— Start THE DATA —
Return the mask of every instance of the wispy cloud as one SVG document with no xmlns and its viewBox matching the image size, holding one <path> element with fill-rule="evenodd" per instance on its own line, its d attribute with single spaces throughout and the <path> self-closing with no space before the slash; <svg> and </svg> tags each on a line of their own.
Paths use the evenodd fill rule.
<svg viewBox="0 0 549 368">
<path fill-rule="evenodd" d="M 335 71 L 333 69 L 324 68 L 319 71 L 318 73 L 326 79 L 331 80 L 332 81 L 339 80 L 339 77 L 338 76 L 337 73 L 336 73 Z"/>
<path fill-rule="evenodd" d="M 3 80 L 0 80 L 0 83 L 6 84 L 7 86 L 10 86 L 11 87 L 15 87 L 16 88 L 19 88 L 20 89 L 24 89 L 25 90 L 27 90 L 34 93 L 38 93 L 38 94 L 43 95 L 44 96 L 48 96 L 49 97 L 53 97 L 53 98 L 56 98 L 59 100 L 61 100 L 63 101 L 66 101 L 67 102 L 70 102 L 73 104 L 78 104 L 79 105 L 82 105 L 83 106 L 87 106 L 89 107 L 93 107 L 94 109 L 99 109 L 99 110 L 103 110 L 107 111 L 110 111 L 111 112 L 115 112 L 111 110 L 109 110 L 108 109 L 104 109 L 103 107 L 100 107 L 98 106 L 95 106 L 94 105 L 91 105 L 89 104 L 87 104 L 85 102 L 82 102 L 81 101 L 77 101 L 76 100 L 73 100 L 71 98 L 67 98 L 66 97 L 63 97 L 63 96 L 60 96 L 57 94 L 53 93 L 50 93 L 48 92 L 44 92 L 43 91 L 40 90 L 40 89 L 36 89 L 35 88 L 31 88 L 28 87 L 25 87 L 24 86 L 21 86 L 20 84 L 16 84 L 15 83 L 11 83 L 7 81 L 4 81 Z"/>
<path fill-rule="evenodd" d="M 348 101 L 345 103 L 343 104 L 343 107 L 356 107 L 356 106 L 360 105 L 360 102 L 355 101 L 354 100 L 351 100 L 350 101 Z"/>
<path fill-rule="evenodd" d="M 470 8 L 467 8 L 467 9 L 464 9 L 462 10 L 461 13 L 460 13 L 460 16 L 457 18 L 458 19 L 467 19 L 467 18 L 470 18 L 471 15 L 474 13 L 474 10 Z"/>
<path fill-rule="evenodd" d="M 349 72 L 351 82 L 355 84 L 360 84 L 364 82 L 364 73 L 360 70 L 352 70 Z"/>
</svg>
— End THE DATA —
**REQUEST:**
Turn the rows above into a JSON list of strings, with one string per line and any blank lines omitted.

**RESULT:**
[
  "Return the mask of every instance of the wispy cloud as one SVG document with no xmlns and its viewBox matching the image size, holding one <path> element with fill-rule=\"evenodd\" per instance on its own line, its d attribute with single spaces throughout and the <path> self-closing with no space before the slash; <svg> and </svg> tags each on a line of their own.",
  "Paths use the evenodd fill rule.",
  "<svg viewBox=\"0 0 549 368\">",
  "<path fill-rule=\"evenodd\" d=\"M 335 71 L 333 69 L 324 68 L 319 71 L 318 73 L 326 79 L 331 80 L 332 81 L 339 80 L 339 77 L 338 76 L 337 73 L 336 73 Z\"/>",
  "<path fill-rule=\"evenodd\" d=\"M 3 80 L 0 80 L 0 83 L 6 84 L 7 86 L 10 86 L 11 87 L 15 87 L 16 88 L 19 88 L 20 89 L 24 89 L 25 90 L 27 90 L 34 93 L 38 93 L 38 94 L 43 95 L 44 96 L 48 96 L 49 97 L 53 97 L 53 98 L 56 98 L 59 100 L 61 100 L 63 101 L 66 101 L 67 102 L 70 102 L 73 104 L 78 104 L 79 105 L 82 105 L 83 106 L 87 106 L 89 107 L 93 107 L 94 109 L 99 109 L 99 110 L 103 110 L 107 111 L 110 111 L 111 112 L 115 112 L 111 110 L 109 110 L 108 109 L 104 109 L 103 107 L 100 107 L 98 106 L 95 106 L 94 105 L 91 105 L 89 104 L 87 104 L 85 102 L 82 102 L 81 101 L 77 101 L 76 100 L 73 100 L 71 98 L 67 98 L 66 97 L 63 97 L 63 96 L 60 96 L 57 94 L 53 93 L 50 93 L 48 92 L 44 92 L 43 91 L 40 90 L 40 89 L 36 89 L 35 88 L 31 88 L 28 87 L 25 87 L 24 86 L 21 86 L 20 84 L 16 84 L 15 83 L 11 83 L 7 81 L 4 81 Z\"/>",
  "<path fill-rule=\"evenodd\" d=\"M 348 101 L 345 103 L 343 104 L 343 107 L 356 107 L 356 106 L 360 105 L 360 102 L 355 101 L 354 100 L 351 100 L 350 101 Z\"/>",
  "<path fill-rule=\"evenodd\" d=\"M 470 8 L 467 8 L 467 9 L 464 9 L 462 10 L 461 13 L 460 13 L 460 16 L 457 18 L 458 19 L 467 19 L 467 18 L 470 18 L 471 15 L 474 13 L 474 10 Z\"/>",
  "<path fill-rule=\"evenodd\" d=\"M 349 72 L 351 82 L 355 84 L 360 84 L 364 82 L 364 73 L 360 70 L 352 70 Z\"/>",
  "</svg>"
]